TEXT UNDER STUDY:
Jessica Carlsson (Competence Centre for Transcultural Psychiatry, Denmark), Charlotte Sonne (Competence Centre for Transcultural Psychiatry, Denmark)
Cross Cultural Assessment and Treatment of Psychological Trauma and PTSD: Western Conceptualisations and Eastern Experiences
War has a catastrophic effect on the psychological health and well-being of nations, communities, families and individuals. Refugees and asylum seekers represent a diverse range of cultural, religious and ethnic backgrounds. The relationship between trauma and culture is both significant and bi-directional. Trauma theorist Jerome Kroll and Laurence Kirmayor perceived the notion of trauma as a timeless, biological response to adversity that occurs independently of culture as naive. The experience of psychological trauma and the emotional reactions differ from culture to culture. Many Eastern communities have existed as a collective self for generations and it is crucial to acknowledge this in our current trauma approaches.
Culturally appropriate psychological trauma work can be achieved with an understanding of traditional cultural practices, through the use of religious symbolism and folk stories, re-telling trauma experiences through culturally appropriate language, exploring cultural norms and traditional ways of coping with stressors and providing psycho-education to reduce mental health stigma. Clinical interventions, culturally appropriate models, therapist’s awareness of their own cultural biases and challenges to therapy will be discussed.
Neeraja Sanmuhanathan (STARTTS)
Breaking the Silence through MANTRA: Empowering MAN survivors of Torture and Rape
The intense dread many individuals seeking asylum experience when they are expected to think and talk about their past may be directly linked to the extreme forms of torture and sexual violence they have endured. Specific forms of torture, especially details of sexual violence are seldom mentioned by men even in the safety of a therapeutic relationship. It is likely that desperate acts, such as self-harm are considered by survivors in efforts to cope with the humiliation, intense pain and the sequelae of torture and sexual violence.

RAW DATA:

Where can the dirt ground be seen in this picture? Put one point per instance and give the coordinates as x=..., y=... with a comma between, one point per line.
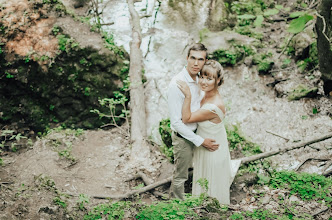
x=97, y=164
x=64, y=164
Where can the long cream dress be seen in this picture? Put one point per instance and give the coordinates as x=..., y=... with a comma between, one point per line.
x=216, y=166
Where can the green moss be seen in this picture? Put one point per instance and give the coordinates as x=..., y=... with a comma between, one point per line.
x=302, y=91
x=233, y=55
x=264, y=62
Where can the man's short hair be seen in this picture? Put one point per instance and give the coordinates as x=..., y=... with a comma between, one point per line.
x=198, y=47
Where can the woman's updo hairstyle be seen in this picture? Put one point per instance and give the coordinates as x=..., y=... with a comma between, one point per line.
x=214, y=69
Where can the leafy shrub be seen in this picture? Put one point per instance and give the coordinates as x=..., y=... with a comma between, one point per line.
x=166, y=136
x=307, y=186
x=232, y=55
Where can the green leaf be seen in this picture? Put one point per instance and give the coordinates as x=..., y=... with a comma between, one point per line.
x=246, y=16
x=297, y=25
x=259, y=20
x=279, y=7
x=296, y=14
x=271, y=12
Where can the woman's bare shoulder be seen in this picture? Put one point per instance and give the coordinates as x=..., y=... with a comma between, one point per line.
x=220, y=104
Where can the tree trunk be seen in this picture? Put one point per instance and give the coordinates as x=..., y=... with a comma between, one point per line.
x=324, y=45
x=217, y=15
x=140, y=150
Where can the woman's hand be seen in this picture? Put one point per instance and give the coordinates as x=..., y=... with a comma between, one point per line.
x=184, y=88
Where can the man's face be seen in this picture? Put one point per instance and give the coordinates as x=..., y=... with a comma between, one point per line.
x=196, y=61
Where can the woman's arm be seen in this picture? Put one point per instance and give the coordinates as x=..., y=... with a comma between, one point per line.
x=187, y=115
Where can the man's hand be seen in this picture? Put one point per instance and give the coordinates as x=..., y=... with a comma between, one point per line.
x=210, y=144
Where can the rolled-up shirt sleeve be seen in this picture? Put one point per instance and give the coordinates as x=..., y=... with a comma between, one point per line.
x=175, y=101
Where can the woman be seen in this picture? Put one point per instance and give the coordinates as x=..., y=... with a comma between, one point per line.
x=213, y=166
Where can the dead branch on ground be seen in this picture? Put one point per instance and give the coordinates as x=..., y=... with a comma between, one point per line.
x=135, y=192
x=283, y=150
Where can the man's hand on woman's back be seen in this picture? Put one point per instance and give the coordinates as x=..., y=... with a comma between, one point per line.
x=210, y=144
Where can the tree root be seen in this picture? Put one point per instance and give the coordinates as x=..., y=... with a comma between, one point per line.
x=283, y=150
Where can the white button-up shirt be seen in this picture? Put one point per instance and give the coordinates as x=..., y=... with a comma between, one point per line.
x=175, y=102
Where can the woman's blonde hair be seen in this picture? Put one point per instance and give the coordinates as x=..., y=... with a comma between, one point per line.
x=214, y=69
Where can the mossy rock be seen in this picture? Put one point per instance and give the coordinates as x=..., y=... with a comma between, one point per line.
x=65, y=93
x=302, y=91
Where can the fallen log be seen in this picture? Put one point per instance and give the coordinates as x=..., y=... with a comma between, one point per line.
x=245, y=160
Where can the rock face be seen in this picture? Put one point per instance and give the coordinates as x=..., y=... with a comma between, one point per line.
x=49, y=76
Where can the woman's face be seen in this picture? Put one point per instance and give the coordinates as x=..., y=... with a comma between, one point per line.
x=207, y=83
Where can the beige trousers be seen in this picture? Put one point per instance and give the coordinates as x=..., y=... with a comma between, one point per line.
x=183, y=155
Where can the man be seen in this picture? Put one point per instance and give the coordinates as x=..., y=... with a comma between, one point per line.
x=183, y=137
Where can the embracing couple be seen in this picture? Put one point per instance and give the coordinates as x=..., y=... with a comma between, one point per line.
x=199, y=137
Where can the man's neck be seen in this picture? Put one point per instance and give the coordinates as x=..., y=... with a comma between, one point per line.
x=193, y=76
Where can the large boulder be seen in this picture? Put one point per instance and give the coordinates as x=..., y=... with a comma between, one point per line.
x=54, y=69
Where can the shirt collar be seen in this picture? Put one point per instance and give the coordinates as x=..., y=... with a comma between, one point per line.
x=188, y=77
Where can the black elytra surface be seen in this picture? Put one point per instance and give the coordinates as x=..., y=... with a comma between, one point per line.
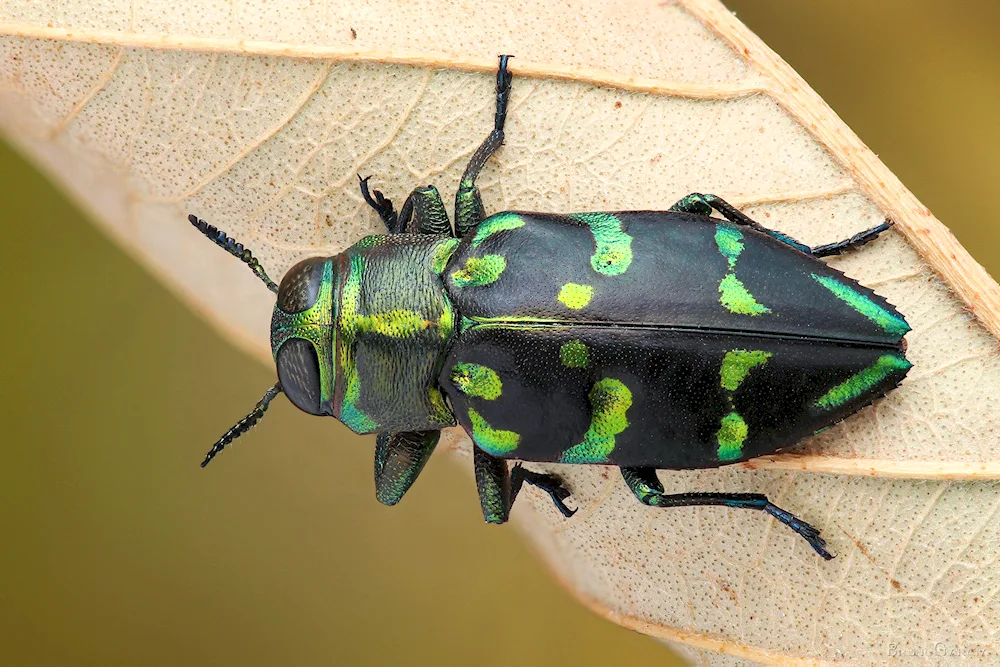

EXERCISE SET:
• 1. Answer these questions about the conference abstracts:
(a) Which organization is listed with Neeraja Sanmuhanathan?
(b) Which two people are named as seeing trauma as a timeless biological response independent of culture as naive?
(c) What do men seldom mention, even in the safety of a therapeutic relationship?
• 2. Can you retype the conference abstracts exactly, starting with "Breaking the Silence" and going on through "and sexual violence."?
• 3. Could you continue the conference abstracts from where they stop?

RESPONSES BY ITEM NUMBER:
• 1.
(a) STARTTS
(b) Jerome Kroll and Laurence Kirmayor
(c) Specific forms of torture, especially details of sexual violence

• 2.
Breaking the Silence through MANTRA: Empowering MAN survivors of Torture and Rape
The intense dread many individuals seeking asylum experience when they are expected to think and talk about their past may be directly linked to the extreme forms of torture and sexual violence they have endured. Specific forms of torture, especially details of sexual violence are seldom mentioned by men even in the safety of a therapeutic relationship. It is likely that desperate acts, such as self-harm are considered by survivors in efforts to cope with the humiliation, intense pain and the sequelae of torture and sexual violence.

• 3.
Many individuals seeking asylum may not be ready or able to process their horrific traumas even when threatened with forced repatriation. Therapeutic approaches have generally relied on a combination of strategies to sustain and facilitate improvements in functioning. However, it has been observed that symptoms could persist, and an inability to form coherent narratives and integrate the past is a potential barrier to healing.
The authors therefore adopted a combination of group and individual treatment approaches to assist survivors to form a meaningful narrative of their past, by integrating multiple strategies, incorporating principles of NET (Narrative Exposure Therapy), cultural narratives and practices such as pranayama and mantras in a culturally sensitive manner.
Evaluation and psychometric measures indicate that these interventions contradicted the long standing belief that individuals seeking asylum may not be ready or willing to process their difficult past prior to the resolution of their claims for protection. As survivors began to integrate and construct a narrative of their past traumas the intensity of their symptoms of anxiety, avoidance and arousal decreased, and survivors became increasingly confident to share their traumas.
Assisting clients to narrate trauma experiences, gradually led to habituation to these experiences. The reduction in anxiety and the intensity of the emotional response to the traumatic memory led to the onset of a recovery process.